● Problem to solve: Please return exactly the lines from the one containing "Mark the hanging" through the end of the records, including both.

Stored entries:
________________________

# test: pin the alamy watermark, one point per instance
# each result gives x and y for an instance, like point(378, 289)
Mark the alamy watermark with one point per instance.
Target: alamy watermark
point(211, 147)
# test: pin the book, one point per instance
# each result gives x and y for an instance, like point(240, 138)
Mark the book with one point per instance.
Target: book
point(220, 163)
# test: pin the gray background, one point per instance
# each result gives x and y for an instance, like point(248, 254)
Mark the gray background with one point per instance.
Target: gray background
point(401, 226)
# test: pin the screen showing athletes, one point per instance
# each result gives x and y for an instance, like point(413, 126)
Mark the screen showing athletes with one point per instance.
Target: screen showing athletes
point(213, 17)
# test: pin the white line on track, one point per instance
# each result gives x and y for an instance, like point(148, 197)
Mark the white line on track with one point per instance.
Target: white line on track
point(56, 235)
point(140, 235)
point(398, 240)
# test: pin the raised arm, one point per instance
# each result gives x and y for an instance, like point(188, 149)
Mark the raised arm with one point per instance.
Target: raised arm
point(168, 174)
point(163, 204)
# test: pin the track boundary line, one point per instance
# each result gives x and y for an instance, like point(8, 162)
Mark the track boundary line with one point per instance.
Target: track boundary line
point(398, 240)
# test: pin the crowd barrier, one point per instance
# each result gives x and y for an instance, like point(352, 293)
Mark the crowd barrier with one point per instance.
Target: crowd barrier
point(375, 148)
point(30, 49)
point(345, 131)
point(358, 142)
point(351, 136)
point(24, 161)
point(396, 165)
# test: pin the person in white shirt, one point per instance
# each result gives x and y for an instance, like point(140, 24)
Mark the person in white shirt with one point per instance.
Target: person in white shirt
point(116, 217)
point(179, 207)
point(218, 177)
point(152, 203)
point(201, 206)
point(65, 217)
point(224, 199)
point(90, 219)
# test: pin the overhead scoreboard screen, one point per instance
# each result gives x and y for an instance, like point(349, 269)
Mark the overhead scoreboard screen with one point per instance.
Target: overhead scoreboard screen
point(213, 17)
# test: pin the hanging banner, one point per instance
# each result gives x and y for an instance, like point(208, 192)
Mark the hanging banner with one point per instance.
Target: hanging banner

________________________

● Reply to the task:
Mark the hanging banner with one point per instance.
Target: hanging banner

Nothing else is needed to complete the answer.